### Aim of the task
Please reproduce every one of the records below word for word, keeping each line unchanged and in the same order.

Entries from a point annotation set

-- Start --

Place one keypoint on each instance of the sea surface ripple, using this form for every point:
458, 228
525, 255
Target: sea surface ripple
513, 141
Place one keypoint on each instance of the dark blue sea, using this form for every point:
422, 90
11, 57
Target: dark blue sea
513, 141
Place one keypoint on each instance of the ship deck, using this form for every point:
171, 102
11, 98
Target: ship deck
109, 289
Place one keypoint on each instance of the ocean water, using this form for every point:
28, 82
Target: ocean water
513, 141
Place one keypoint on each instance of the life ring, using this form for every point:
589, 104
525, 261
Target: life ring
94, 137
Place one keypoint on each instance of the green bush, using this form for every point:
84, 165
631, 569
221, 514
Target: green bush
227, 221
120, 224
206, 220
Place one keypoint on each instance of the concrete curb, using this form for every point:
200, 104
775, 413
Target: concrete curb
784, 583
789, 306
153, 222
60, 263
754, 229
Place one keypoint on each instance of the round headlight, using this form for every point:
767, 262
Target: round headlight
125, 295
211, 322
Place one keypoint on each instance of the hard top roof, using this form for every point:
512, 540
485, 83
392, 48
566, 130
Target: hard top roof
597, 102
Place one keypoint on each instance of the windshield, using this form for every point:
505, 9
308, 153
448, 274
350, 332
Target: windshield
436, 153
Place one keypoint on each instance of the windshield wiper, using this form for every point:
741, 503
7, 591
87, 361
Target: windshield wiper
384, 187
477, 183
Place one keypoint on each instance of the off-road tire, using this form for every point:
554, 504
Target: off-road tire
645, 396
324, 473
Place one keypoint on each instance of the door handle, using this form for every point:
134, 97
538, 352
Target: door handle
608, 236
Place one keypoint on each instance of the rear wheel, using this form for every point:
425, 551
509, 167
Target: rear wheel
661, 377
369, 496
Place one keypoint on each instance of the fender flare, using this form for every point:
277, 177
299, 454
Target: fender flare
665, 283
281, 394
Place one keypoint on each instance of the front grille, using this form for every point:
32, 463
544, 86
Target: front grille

-- End --

### Exercise response
Place one keypoint on each instance of the sea surface ripple, using this form for every point:
458, 228
525, 255
Target: sea surface ripple
513, 141
Place one keypoint on each instance of the dark blue sea, using this form for every point:
422, 90
11, 57
Target: dark blue sea
513, 141
Place one keypoint on each instance of the ship deck, using this form for every point:
171, 102
11, 98
Target: ship deck
109, 289
Place one keypoint on each instance of the ocean water, using this form for every point:
28, 82
Target: ocean water
513, 141
Place one keypoint on each instance of the life ring, using this form for every point:
589, 104
525, 261
Target: life ring
94, 137
Place one keypoint on each instance of the green bush, using this form for every point:
84, 165
631, 569
221, 514
Target: green bush
227, 221
120, 224
206, 220
Place one keypoint on each instance of the concrete curb, using this form for every point:
200, 104
775, 413
Target: concrete curb
784, 583
789, 306
153, 222
60, 263
754, 229
Place one keypoint on each instance of the round headlight, using this form for every point:
767, 262
Target: round headlight
125, 295
211, 322
Place one keypoint on each instance of the hard top roof, using this form for every point:
512, 540
485, 83
392, 48
566, 130
Target: hard top roof
597, 102
Place one keypoint on each instance of the windshield, using this form for every point:
505, 9
308, 153
448, 274
350, 332
Target: windshield
436, 153
Place one keypoint on each instance of the windshield wiper, using this form for every point:
741, 503
7, 591
87, 361
Target: windshield wiper
384, 187
477, 183
Place one keypoint on each instance of the off-road tire, using this form for every point:
554, 504
Target: off-road tire
645, 396
324, 473
Place one keypoint on each instance of the door handle, using this form for every point:
134, 97
538, 352
Target: door handle
608, 236
Place one keypoint on each instance of the rear wheel, using this form for every point:
425, 551
509, 167
Target: rear wheel
661, 377
369, 496
Place one keypoint on each instance of the fender flare, using this form for every point:
277, 177
299, 454
Target: fender flare
665, 283
281, 394
Place one keypoint on each instance of the front grille, using this form for every point:
32, 463
544, 86
Target: front grille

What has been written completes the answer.